Contre la politique d’apartheid israélienne: boycott, désinvestissement, sanctions !

Contre la politique d’apartheid israélienne: boycott, désinvestissement, sanctions !

Alors que l’assaut meurtrier
mené par l’armée israélienne contre la
flottille internationale d’aide à Gaza provoque toujours
de nombreuses protestations, nous nous sommes entretenus avec Hazem
Jamjoum, responsable de la communication du Centre de documentation
pour les droits de résidence et des réfugiés
palestiniens BADIL, de Bethléem. Il s’agissait de tracer
à grands traits les contours de la campagne BDS, de plus en plus
active et internationale.




Cet entretien se tient un jour
après l’action de l’armée israélienne
contre la flottille pour Gaza ; l’appel à la
campagne pour le boycott, le désinvestissement et les sanctions
(BDS) dont nous allons parler souligne pour sa part son
caractère d’action non violente. Quelle est
l’importance de cet aspect ?

▶ _Matériel recueilli_

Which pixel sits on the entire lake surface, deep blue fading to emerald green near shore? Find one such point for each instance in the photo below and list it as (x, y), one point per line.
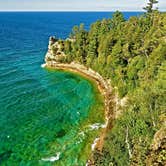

▶ _Tâches à réaliser_
[1] Recopiez fidèlement, dans l'extrait de page, tout le passage allant de « Alors que l’assaut » jusqu'à « active et internationale. ».
[2] Pour chaque affirmation ci-dessous, dites si elle concorde avec l'extrait de page en répondant par oui ou par non et en citant textuellement les mots décisifs : (a) l'entretien a été mené avec Hazem Jamjoum, responsable de la communication de BADIL ; (b) le centre BADIL se trouve à Gaza ; (c) l'entretien a lieu une semaine après l'action contre la flottille.

▶ _Problèmes résolus_
[1]
Alors que l’assaut meurtrier
mené par l’armée israélienne contre la
flottille internationale d’aide à Gaza provoque toujours
de nombreuses protestations, nous nous sommes entretenus avec Hazem
Jamjoum, responsable de la communication du Centre de documentation
pour les droits de résidence et des réfugiés
palestiniens BADIL, de Bethléem. Il s’agissait de tracer
à grands traits les contours de la campagne BDS, de plus en plus
active et internationale.

[2]
(a) Oui : « nous nous sommes entretenus avec Hazem Jamjoum, responsable de la communication du Centre de documentation pour les droits de résidence et des réfugiés palestiniens BADIL ».
(b) Non : « BADIL, de Bethléem ».
(c) Non : « Cet entretien se tient un jour après l’action de l’armée israélienne contre la flottille pour Gaza ».